DOCUMENT PASSAGE.
[Start of section]
Your strawman depends on no other factors being involved. It's like claiming drivers are safer since the 80's because fatalities have reduced, this completely ignores the advent and rise of ABS, the seatbelt pre-tensioner as well as crackdowns on speed and drunk driving (and awareness campaigns on driver fatigue).
The figures aren't sensationalist when they're true.
And if they help morons on phones realise that they are morons for being on the phone whilst driving, it's extremely helpful.
Calling someone a "hater" only means you can not rationally rebut their argument.
Far better than the assumption that they would have had the accident anyway.
The figures aren't sensationalist when they're true.
They aren't true. They are meaningless. I have a friend who is a real estate
agent who is always on his phone when he is in the car. Close to 100%.
Extrapolating out these meaningless statitics to 100% it would mean that
if everybody constantly talked on their phones while in the car like my friend
then 100% of all accidents are caused by cell phone use.
These stats are the equivalent of saying 1 in 4 accidents involve the radio
or 1 in 4 accidents involve someone drinking a soft drink while driving.
People talk on cell phones, listen to the radio, and drink soft drinks while
driving but that doesn't mean any of the 3 cause a 25% increase in accidents
anymore than saying 25% of accidents involve passengers means that
the passengers are a direct cause of the accidents.
(I know people who bitch about other people using cell phones while walking or even sitting, which poses no harm to anybody.)
Yes, people like myself who have had to dodge one too many chatterboxes that think it's okay to just step into the street in front of someone riding a bicycle. After all, Brenda has a new boyfriend and she met him on Craigslist ... ewwww!
[End of section]
WHAT THIS EXERCISE ASKS.
1. Reproduce a portion of the debate on phone use while driving, starting at the words "Calling someone a" and ending after "Close to 100%.".
2. Continue the debate on phone use while driving from the point where it stops.

RECORD SET.
[Start of section]
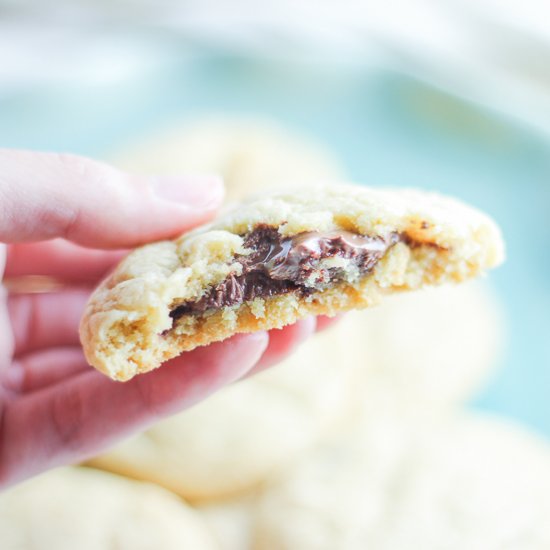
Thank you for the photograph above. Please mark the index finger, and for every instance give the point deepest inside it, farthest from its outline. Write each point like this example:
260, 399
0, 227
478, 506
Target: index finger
46, 195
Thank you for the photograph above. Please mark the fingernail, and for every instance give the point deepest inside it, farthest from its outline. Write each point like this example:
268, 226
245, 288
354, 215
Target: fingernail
204, 192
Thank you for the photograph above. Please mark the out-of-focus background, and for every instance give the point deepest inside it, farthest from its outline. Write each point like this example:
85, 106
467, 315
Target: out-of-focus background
452, 96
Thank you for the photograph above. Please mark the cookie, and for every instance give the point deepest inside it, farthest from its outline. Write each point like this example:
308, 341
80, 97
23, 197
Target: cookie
250, 154
474, 482
230, 521
92, 510
232, 441
274, 260
434, 348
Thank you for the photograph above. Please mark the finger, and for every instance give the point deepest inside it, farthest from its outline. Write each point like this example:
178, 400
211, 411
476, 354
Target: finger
38, 370
47, 195
44, 320
62, 260
74, 420
324, 321
282, 342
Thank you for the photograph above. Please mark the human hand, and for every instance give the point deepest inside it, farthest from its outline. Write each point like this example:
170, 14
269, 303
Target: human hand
60, 215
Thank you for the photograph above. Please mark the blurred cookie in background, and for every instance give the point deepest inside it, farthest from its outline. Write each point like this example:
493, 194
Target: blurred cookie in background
251, 154
230, 521
230, 442
472, 482
82, 508
433, 349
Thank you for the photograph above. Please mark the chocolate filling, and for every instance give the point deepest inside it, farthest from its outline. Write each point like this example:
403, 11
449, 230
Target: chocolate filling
278, 265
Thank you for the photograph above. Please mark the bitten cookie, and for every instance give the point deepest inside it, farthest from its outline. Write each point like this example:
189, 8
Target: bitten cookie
87, 509
277, 259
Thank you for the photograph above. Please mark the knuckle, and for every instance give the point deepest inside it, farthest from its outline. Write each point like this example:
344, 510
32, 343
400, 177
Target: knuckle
67, 415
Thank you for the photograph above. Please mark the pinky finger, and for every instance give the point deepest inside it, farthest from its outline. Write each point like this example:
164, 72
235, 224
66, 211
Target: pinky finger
72, 421
44, 368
[End of section]
WRITTEN ANSWERS.
1.
Calling someone a "hater" only means you can not rationally rebut their argument.
Far better than the assumption that they would have had the accident anyway.
The figures aren't sensationalist when they're true.
They aren't true. They are meaningless. I have a friend who is a real estate
agent who is always on his phone when he is in the car. Close to 100%.

2.
The fact is that people are too, "well that's only other people, that's not me!" and then they proceed to dial a phone call that could have easily waited until back at the office parking lot or whatever. The false sense of urgency people have simply because they can is getting ridiculous. I can accept that probably 1% of phone calls are actually urgent. What I can't accept is the 75% of calls that people think are ugent. What's the old saying, "Your lack of planning does not constitute an emergency on my part." Until it is determined that people will behave responsibly, other people will want to legislate that irresponsible behavior away from them. I don't think it has anything to do with "not being a part of their conversation" but rather that people would prefer to live in a world where they aren't surrounded by people chatting casually on a phone and being oblivious to the world around them.
Someone flopped a steamer in the gene pool.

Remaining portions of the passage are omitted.